### FRAGMENTO PROPORCIONADO

######

El estilo despótico y abusivo que el kirchnerismo exacerbó
anida, como dice Norma, en el inconsciente colectivo desde mucho antes. Los
kirchneristas sólo aceleraron el círculo vicioso; vinieron a entregarles
potentes dosis de droga a los adictos. No son tan importantes: sólo afilaron el
puñal de Caín.
En otras naciones que nos rodean, la grieta no se ha
profundizado. Los ex presidentes constitucionales son capaces de acordar
iniciativas, mostrarse juntos en público, ponerles el cuerpo a discusiones de
la memoria y del futuro. Hayan gobernado bien o mal siguen teniendo una
investidura y continúan representando a la democracia. En la Argentina, los ex
presidentes se saludan en Comodoro Py.

######

### TAREAS DEL EJERCICIO
A. Según el fragmento proporcionado, ¿dónde se saludan los ex presidentes en la Argentina?
B. Retome el fragmento proporcionado sobre la grieta en la política argentina y continúelo a partir de su última oración.

### DATOS MOSTRADOS
######

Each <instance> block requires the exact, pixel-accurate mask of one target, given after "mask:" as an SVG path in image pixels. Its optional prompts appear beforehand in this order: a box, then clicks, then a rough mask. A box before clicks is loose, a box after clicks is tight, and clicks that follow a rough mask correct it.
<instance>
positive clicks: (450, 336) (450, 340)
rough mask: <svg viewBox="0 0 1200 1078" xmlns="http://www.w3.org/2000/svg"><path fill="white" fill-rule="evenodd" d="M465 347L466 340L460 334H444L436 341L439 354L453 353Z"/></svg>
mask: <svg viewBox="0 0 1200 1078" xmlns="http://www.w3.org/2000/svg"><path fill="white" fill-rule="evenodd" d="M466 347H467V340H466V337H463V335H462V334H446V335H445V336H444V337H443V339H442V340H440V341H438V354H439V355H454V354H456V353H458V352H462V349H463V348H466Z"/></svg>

######

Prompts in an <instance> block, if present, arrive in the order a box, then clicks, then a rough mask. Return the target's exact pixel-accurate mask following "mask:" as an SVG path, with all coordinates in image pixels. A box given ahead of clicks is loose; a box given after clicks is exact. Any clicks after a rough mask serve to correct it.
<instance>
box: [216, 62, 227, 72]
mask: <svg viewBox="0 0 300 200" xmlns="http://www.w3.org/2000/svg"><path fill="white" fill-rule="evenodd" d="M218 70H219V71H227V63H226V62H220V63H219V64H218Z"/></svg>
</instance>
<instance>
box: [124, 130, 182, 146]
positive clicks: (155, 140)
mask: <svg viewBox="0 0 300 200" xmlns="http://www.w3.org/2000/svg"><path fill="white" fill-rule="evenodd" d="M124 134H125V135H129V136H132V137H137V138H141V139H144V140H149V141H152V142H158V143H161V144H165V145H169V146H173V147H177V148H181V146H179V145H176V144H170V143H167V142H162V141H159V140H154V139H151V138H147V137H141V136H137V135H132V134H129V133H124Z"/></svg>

######

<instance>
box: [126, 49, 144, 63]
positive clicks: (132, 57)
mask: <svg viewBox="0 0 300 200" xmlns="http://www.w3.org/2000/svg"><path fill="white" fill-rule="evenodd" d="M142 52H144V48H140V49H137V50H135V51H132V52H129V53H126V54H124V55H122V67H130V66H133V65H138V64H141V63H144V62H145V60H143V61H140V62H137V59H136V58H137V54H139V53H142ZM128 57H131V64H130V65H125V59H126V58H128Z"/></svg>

######

### RESULTADOS DEL EJERCICIO
A. En Comodoro Py.

B.
Hace unos meses, el suegro de Sergio Massa convenció a
Eduardo Duhalde de que depusiera su bronca histórica y se reencontrara con su
archienemigo Carlos Menem. La reunión fue discreta, puesto que se han
convertido en dos parias. "Llevé a Eduardo hasta la casa de Belgrano R
donde vive Carlos -me cuenta Fernando Galmarini-. No se veían ni hablaban desde
hacía como quince años. Fue un encuentro afable. Competían para ver quién había
encontrado el país más incendiado. Carlos venía de la hiperinflación y Eduardo
de la debacle de 2001".
Algo monstruoso se incuba en una sociedad que casi siempre
habilita figuras poco propensas a la transparencia y que, por lo tanto, luego
terminan desfilando oscuramente por Tribunales. Pero también que permite la
cíclica producción de "accidentes macroeconómicos" (vivimos siempre
por encima de nuestras posibilidades) de los cuales surgen "hombres
providenciales" que quieren eternizarse y que después acaban satanizados.
Que cuando no gobiernan no dejan gobernar, y que cuando administran chocan el
barco. Pero nadie los votó jamás, no hicieron nada positivo y todos somos
inocentes de sus vicios y fallas.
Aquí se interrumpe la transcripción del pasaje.